● **What is being asked**
Find each line of the records below that contains the word "stone", and copy those lines out in full.

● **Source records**
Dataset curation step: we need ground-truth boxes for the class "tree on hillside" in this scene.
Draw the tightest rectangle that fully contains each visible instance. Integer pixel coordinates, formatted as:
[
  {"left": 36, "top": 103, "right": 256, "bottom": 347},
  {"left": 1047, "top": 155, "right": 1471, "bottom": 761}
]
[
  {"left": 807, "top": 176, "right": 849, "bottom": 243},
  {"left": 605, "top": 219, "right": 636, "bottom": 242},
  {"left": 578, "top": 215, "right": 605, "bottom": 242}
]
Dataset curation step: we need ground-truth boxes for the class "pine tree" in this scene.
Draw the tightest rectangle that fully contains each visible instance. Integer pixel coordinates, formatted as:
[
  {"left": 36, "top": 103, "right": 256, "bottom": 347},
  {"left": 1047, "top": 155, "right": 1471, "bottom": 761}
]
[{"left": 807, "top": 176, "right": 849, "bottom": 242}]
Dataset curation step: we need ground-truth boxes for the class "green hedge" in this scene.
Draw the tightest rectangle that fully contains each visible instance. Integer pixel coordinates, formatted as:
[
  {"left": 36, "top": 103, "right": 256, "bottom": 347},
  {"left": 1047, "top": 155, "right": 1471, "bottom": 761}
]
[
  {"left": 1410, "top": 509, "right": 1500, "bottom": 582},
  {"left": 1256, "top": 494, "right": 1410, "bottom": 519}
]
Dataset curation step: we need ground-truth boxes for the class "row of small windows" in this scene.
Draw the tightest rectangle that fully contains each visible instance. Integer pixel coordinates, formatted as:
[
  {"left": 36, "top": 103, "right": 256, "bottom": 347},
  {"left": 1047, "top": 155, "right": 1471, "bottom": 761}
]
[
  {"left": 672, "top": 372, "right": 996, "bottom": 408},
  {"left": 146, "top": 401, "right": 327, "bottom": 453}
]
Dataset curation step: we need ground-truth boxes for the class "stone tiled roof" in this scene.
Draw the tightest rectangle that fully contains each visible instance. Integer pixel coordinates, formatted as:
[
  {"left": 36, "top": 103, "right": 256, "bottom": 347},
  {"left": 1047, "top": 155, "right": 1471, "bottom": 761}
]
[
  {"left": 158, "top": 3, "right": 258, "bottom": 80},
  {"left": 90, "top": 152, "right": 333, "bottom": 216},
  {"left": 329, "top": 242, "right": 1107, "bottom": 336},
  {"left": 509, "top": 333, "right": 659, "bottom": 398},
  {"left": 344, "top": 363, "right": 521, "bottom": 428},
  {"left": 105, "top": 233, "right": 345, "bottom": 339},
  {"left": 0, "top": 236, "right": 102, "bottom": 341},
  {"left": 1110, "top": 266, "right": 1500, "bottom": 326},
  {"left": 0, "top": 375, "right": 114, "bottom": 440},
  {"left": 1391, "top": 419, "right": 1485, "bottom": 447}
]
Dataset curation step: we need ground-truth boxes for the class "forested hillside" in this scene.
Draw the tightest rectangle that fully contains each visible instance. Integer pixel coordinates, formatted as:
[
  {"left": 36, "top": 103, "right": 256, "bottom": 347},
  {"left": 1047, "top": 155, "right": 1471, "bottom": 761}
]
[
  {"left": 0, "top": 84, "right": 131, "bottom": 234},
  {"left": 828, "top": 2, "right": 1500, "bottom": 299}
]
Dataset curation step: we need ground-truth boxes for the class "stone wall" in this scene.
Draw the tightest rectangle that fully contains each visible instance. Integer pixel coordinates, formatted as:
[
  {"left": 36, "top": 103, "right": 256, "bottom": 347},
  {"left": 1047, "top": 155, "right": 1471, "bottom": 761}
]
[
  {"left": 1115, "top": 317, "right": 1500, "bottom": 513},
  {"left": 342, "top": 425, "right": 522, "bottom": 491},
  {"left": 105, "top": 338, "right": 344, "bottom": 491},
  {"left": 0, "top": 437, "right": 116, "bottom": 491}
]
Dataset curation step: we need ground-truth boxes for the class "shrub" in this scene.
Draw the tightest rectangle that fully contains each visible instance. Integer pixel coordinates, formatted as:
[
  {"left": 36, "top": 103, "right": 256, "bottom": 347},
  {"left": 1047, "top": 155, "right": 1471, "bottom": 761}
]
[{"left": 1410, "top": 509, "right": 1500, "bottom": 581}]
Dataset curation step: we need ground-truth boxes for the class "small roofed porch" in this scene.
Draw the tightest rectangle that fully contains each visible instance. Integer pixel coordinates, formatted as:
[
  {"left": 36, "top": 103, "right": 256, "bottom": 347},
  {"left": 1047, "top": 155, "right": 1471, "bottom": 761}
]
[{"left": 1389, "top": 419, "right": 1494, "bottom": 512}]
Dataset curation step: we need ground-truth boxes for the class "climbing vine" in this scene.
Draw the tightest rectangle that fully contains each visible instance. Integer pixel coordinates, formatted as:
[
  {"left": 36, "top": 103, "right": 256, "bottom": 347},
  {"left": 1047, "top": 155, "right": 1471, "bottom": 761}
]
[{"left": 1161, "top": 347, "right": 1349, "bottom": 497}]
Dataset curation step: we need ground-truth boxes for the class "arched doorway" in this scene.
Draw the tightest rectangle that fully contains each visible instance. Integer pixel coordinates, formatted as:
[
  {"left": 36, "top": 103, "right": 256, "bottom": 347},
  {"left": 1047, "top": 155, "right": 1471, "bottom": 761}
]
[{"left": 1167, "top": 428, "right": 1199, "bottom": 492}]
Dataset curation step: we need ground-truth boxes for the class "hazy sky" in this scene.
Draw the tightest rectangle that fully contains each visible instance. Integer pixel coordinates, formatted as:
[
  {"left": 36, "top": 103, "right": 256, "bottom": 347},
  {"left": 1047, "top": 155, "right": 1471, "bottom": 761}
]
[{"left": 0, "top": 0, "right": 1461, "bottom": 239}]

● **Answer**
Dataset curation step: we need ground-truth boxes for the class "stone tiled roof" in this scene.
Dataset curation step: we need ground-truth boxes for the class "stone wall" in this scene.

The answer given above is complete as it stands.